**Brief:** Every line containing the word "baseball" is to be copied from the data below.

(Records from a dataset)
• • • • • • •

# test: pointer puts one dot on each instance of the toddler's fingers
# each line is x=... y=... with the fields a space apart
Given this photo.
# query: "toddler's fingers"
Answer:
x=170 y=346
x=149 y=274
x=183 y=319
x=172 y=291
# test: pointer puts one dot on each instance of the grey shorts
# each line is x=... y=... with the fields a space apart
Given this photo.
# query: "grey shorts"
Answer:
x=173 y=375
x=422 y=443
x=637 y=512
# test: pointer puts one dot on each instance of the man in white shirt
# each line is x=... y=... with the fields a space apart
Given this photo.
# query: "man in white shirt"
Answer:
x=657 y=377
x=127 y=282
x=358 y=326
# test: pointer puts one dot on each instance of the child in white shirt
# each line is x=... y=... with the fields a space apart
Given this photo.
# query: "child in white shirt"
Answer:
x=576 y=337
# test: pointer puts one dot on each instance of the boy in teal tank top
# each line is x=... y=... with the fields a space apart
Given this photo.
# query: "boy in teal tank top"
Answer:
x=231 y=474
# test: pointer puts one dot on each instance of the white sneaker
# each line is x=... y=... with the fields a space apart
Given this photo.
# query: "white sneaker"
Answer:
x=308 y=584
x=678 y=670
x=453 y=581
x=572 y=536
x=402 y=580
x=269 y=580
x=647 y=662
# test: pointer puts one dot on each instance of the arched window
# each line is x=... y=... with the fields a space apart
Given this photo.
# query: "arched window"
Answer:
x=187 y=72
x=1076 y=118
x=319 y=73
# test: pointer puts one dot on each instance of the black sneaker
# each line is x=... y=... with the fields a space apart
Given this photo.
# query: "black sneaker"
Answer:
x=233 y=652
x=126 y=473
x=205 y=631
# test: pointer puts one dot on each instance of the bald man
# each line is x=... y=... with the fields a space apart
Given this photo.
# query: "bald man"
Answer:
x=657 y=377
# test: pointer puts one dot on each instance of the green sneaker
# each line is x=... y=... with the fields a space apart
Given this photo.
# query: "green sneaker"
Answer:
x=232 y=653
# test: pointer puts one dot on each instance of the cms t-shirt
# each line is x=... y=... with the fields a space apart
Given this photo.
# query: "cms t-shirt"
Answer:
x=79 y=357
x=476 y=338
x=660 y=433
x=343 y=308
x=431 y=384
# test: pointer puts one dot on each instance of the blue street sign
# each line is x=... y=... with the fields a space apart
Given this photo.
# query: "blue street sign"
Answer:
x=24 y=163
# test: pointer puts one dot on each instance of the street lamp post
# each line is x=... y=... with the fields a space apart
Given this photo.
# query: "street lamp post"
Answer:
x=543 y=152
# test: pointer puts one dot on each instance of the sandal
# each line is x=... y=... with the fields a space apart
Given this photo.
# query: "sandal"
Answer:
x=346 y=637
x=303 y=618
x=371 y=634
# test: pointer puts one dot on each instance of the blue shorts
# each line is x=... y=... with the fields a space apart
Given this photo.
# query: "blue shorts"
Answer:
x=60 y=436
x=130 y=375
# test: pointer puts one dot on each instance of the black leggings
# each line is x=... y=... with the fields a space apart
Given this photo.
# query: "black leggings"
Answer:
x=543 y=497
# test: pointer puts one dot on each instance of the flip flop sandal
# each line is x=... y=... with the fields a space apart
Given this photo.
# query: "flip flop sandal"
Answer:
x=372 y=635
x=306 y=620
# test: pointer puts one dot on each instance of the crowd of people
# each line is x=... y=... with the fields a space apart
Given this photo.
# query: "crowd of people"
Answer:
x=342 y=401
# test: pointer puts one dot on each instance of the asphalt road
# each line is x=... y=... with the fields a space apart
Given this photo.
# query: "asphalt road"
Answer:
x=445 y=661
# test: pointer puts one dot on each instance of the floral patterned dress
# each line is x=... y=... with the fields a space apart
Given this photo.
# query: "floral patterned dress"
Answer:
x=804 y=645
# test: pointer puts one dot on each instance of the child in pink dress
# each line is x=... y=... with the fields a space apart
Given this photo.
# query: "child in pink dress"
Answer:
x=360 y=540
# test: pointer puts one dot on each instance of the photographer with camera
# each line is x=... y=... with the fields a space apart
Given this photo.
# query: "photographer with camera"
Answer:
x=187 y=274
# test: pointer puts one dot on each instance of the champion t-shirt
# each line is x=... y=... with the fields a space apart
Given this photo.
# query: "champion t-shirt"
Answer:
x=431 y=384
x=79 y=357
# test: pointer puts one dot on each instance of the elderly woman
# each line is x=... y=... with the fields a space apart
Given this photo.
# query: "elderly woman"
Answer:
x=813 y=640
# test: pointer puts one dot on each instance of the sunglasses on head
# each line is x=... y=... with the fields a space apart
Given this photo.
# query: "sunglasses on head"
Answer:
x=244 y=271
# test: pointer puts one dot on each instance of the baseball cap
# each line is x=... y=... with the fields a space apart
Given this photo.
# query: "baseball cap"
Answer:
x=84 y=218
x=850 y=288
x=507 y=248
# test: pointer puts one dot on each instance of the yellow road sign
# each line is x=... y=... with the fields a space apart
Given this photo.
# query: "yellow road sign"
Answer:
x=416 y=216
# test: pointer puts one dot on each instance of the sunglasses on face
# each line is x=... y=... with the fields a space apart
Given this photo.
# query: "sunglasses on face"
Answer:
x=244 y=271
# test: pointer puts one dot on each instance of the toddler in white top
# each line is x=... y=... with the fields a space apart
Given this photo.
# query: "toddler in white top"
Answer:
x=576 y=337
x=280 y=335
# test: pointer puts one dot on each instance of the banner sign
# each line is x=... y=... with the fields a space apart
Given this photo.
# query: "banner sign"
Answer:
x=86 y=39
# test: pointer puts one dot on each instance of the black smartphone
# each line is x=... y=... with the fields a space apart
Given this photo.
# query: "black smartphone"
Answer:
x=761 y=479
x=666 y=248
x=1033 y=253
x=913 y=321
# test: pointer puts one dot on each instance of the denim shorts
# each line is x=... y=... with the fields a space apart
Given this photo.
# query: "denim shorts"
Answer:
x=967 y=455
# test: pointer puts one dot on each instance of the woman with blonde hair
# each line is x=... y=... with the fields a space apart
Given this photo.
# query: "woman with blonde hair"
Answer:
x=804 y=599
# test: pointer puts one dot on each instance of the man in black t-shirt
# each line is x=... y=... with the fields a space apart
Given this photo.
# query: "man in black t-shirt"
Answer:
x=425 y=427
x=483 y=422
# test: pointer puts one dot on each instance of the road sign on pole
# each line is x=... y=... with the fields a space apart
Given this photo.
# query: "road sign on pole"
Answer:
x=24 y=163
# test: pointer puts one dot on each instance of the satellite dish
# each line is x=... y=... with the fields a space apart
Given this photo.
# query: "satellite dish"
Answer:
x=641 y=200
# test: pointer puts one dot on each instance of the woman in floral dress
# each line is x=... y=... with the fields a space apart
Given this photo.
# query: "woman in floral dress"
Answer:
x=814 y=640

• • • • • • •

**Result below:**
# test: pointer puts one dot on each instance of the baseball cap
# query: "baseball cap"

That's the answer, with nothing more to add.